[TEXT PROVIDED]
----
Something’s changed in the world of dating, and if you’ve been paying attention—either as a parent, or just a friend—it’s getting harder to ignore. The dance that once began with an awkward hello, a nervous question, or an invitation to coffee seems to have lost its music. Increasingly, men simply aren’t approaching women anymore.
This isn’t just one person’s hunch or some grumpy nostalgia for “the good old days.” It’s a real, widespread trend—one that’s left women puzzled, men wary, and the whole landscape of dating a little more silent and uncertain. There’s even a phrase for it: “the end of pursuit.”
How did we get here, and what are the ripple effects? Most importantly, does Scripture have any wisdom for Christians who feel lost in the new etiquette—or absence—of dating? Let’s cut through the noise with honesty and hope, and see what God’s perspective might be.
How the Approach Became “Creepy”
For generations, it was pretty clear—at least in American culture: Men were “the pursuers.” A young man who liked a young woman was expected to take a risk, initiate conversation, maybe even declare his intentions. The boldness to cross the room, say hello, or ask for a date was treated as a marker of maturity, courage, or, depending on nerves and fashion sense, comic relief.
Today, however, even the most innocent attempts at a greeting can be met with suspicion—or outright hostility. Social media swirls with stories of “creepy” encounters, viral posts warn women to keep their guard up, and entire generations have absorbed the message: If a man approaches, he might be crossing a line.
Is it any wonder many men are sitting this one out? It’s not just about fear of rejection; there’s genuine anxiety about being labeled a bother, a perp, or worse. Some men admit they “don’t know the rules anymore.” For many, the possible cost of misunderstanding outweighs the hope of connection. They wait for an unmistakable green light—or give up entirely.
Women are Still Waiting
So here’s the twist: while some women genuinely appreciate not having to field unwanted advances, many more are left scratching their heads. Why aren’t men saying hello? Why is nobody making the first move? In counseling offices and conversations, I hear the same refrain: “If men aren’t pursuing, how am I supposed to know if he’s interested? Is something wrong with me?”
It turns out, the script hasn’t changed as much for women. Most still expect the man to initiate, to risk the first step, to let his interest be known. In the absence of pursuit, everyone ends up adrift—a sea of singles liking each other’s photos but never interacting in real life.
Dating Apps: The Illusion of Connection
One could argue that dating apps were supposed to make it easier. In reality, they’ve introduced a different kind of passivity. Algorithms match people based on looks or interests, reducing pursuit to a swipe and a message. For many, the thrill and validation of “matches” replace the challenge of face-to-face risk.
----
[EXTRACTED ENTRIES]
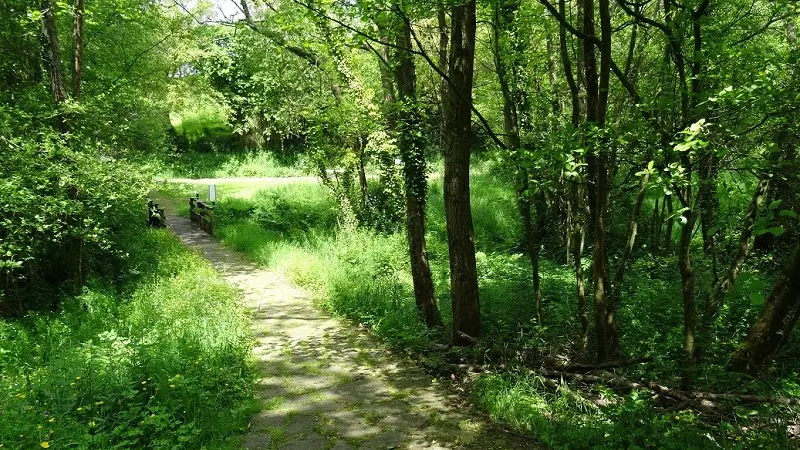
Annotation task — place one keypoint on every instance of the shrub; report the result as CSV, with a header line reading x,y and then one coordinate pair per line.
x,y
163,364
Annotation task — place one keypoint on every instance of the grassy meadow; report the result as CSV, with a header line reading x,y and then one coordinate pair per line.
x,y
363,276
156,360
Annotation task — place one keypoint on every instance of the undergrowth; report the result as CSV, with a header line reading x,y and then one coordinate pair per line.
x,y
229,164
158,361
364,276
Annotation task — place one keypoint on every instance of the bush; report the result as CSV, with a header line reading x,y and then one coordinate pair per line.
x,y
65,206
161,365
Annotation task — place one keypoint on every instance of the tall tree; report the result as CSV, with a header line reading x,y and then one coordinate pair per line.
x,y
774,324
458,210
411,143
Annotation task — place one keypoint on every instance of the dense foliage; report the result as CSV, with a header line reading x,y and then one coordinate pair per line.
x,y
157,362
636,205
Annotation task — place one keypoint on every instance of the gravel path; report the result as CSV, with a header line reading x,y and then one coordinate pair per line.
x,y
325,385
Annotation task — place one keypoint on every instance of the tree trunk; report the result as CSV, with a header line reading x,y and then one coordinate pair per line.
x,y
688,220
503,21
774,325
721,288
598,167
458,211
412,146
576,204
362,172
670,223
633,224
52,56
77,57
444,35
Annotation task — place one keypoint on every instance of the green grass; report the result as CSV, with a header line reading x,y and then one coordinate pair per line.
x,y
364,276
159,361
229,164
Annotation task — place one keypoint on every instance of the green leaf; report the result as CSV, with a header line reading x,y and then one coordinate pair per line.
x,y
777,231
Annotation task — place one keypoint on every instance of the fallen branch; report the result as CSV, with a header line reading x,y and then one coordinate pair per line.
x,y
605,365
701,399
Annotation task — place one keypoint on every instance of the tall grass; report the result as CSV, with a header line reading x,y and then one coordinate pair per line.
x,y
229,164
160,361
365,276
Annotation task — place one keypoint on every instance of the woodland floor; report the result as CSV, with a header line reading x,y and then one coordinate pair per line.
x,y
325,384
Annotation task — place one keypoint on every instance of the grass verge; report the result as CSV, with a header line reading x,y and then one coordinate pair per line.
x,y
159,361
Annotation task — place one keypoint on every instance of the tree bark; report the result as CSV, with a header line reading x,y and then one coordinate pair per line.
x,y
774,324
411,144
723,286
598,167
458,212
576,203
503,21
688,220
633,224
77,57
52,56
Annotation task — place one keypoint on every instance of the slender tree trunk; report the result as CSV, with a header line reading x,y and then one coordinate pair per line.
x,y
670,223
362,172
655,233
458,211
576,196
774,325
633,224
708,209
724,285
598,168
578,237
688,220
444,36
52,56
503,21
77,57
412,147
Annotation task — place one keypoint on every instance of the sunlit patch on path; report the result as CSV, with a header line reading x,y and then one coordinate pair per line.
x,y
326,386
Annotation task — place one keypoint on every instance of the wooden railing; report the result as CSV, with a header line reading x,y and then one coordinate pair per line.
x,y
202,213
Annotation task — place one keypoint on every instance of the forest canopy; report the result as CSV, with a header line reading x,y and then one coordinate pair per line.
x,y
648,151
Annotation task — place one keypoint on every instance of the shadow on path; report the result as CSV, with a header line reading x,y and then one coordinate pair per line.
x,y
326,386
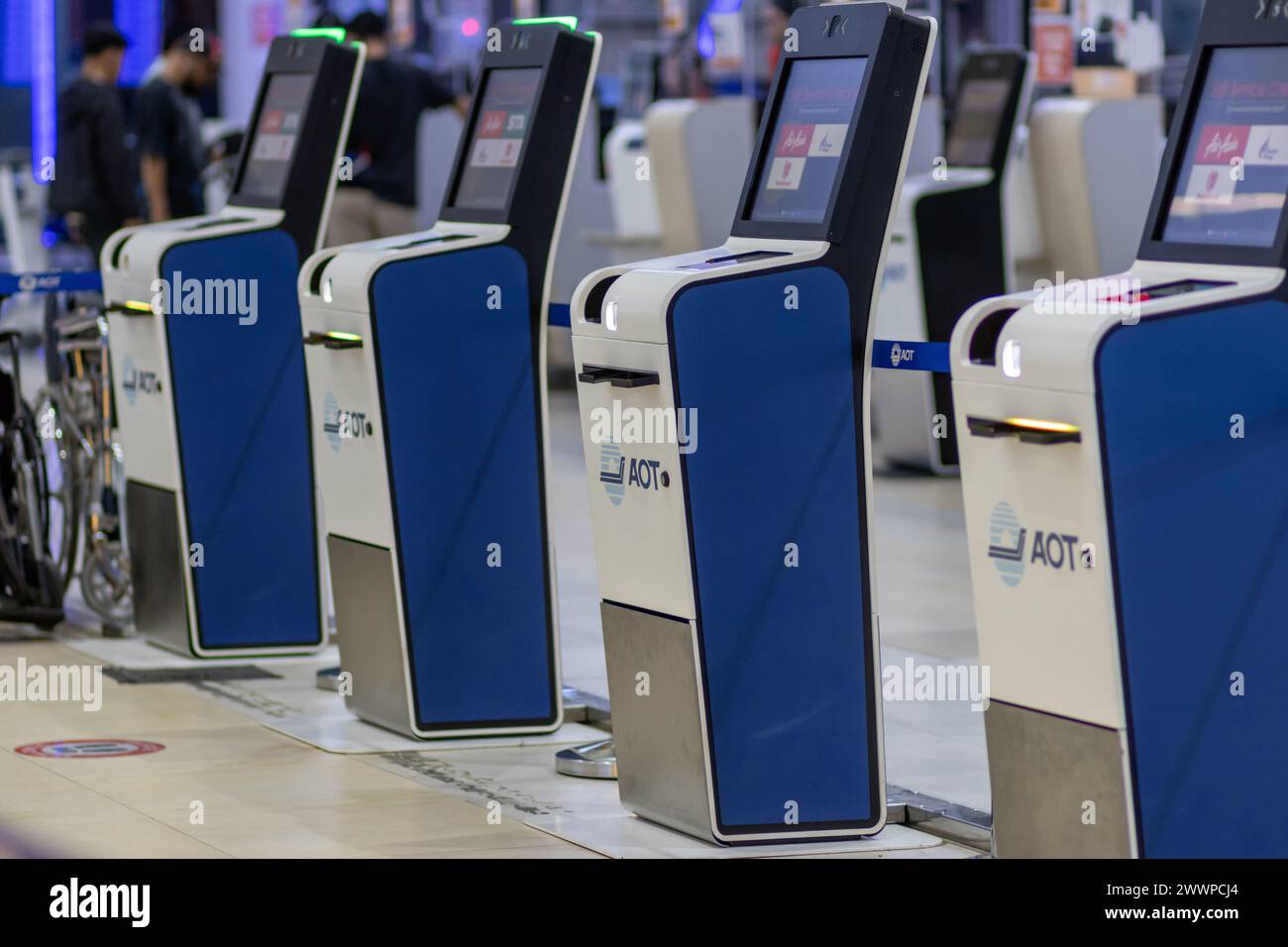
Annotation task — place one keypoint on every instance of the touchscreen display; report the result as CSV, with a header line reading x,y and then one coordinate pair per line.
x,y
1234,166
275,134
803,158
975,124
496,145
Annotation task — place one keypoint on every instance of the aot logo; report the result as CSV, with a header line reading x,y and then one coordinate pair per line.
x,y
340,425
1010,549
617,472
39,281
896,272
134,381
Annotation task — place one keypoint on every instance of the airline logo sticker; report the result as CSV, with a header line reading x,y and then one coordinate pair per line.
x,y
795,141
1219,144
496,153
492,125
827,141
1210,184
1267,145
785,174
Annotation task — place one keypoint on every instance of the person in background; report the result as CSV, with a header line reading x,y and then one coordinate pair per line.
x,y
380,201
93,184
167,125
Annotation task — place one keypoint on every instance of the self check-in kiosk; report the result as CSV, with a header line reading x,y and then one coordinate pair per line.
x,y
426,361
1124,447
722,403
209,379
948,250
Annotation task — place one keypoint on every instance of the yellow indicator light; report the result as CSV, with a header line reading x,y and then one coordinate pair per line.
x,y
1033,424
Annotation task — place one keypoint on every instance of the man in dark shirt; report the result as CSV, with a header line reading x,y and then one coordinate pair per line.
x,y
380,200
93,184
167,125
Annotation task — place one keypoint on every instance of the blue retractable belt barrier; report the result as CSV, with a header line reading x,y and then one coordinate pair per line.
x,y
887,354
55,281
911,356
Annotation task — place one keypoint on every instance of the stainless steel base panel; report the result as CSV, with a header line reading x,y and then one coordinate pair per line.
x,y
1046,774
370,633
661,767
156,567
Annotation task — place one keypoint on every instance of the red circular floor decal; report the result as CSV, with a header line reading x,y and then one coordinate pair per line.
x,y
89,749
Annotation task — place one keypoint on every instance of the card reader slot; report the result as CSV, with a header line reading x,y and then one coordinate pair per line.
x,y
715,262
617,377
334,341
434,239
1028,431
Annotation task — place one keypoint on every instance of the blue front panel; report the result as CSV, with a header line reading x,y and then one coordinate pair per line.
x,y
241,406
462,419
787,673
1199,525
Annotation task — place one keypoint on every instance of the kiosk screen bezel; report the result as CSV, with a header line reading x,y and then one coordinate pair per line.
x,y
262,198
1153,245
460,211
850,31
1003,64
1180,163
765,155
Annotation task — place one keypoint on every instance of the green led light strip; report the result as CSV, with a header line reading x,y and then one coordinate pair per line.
x,y
571,22
330,33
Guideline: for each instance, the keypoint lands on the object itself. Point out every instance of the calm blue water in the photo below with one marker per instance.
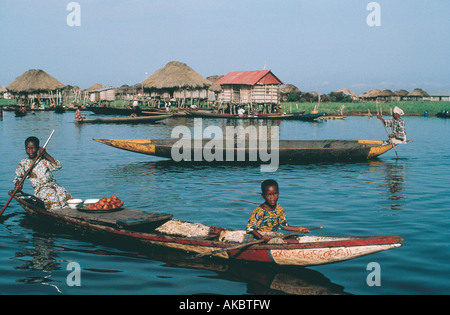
(407, 197)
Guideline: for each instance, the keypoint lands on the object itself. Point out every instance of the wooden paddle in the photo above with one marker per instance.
(36, 159)
(246, 244)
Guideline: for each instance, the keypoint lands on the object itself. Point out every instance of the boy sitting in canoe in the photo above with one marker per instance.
(45, 186)
(270, 216)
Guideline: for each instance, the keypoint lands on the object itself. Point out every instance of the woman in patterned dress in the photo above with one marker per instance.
(41, 178)
(397, 124)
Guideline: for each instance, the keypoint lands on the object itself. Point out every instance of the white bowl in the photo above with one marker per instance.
(73, 203)
(91, 201)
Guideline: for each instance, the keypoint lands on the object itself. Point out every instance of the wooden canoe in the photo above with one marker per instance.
(123, 120)
(162, 230)
(207, 114)
(307, 116)
(289, 151)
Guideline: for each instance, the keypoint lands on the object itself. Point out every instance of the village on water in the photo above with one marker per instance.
(176, 87)
(177, 90)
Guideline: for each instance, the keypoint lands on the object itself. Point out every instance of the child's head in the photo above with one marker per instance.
(270, 192)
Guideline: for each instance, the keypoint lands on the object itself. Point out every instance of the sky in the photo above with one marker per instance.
(316, 45)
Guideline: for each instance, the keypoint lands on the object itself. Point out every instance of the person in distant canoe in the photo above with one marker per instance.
(397, 124)
(270, 216)
(41, 178)
(78, 115)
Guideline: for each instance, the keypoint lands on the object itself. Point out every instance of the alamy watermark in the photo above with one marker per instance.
(74, 17)
(236, 144)
(74, 277)
(374, 277)
(374, 17)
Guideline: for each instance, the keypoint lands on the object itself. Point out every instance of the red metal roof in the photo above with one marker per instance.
(250, 78)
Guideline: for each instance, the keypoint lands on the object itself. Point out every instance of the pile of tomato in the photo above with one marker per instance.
(106, 204)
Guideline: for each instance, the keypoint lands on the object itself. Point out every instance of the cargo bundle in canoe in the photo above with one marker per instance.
(123, 120)
(289, 151)
(158, 229)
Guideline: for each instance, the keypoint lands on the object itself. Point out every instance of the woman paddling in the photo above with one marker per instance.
(398, 126)
(41, 178)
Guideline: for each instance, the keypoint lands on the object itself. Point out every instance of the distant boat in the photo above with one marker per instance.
(443, 114)
(123, 120)
(20, 113)
(114, 111)
(307, 116)
(60, 110)
(289, 151)
(208, 114)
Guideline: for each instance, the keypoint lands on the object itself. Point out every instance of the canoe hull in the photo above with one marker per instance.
(204, 114)
(288, 151)
(301, 251)
(123, 120)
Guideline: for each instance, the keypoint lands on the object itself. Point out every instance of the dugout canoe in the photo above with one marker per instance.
(207, 114)
(123, 120)
(104, 110)
(148, 228)
(443, 114)
(307, 116)
(289, 151)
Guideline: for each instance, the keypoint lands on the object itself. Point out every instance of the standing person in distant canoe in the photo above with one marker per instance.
(41, 178)
(78, 115)
(397, 124)
(270, 216)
----
[WHAT YOU HAVE TO DO] From the text on men no longer approaching women, reproduce the passage between "Dating Apps: The" and "of face-to-face risk.", inclusive.

[SOLVED PROBLEM]
Dating Apps: The Illusion of Connection
One could argue that dating apps were supposed to make it easier. In reality, they’ve introduced a different kind of passivity. Algorithms match people based on looks or interests, reducing pursuit to a swipe and a message. For many, the thrill and validation of “matches” replace the challenge of face-to-face risk.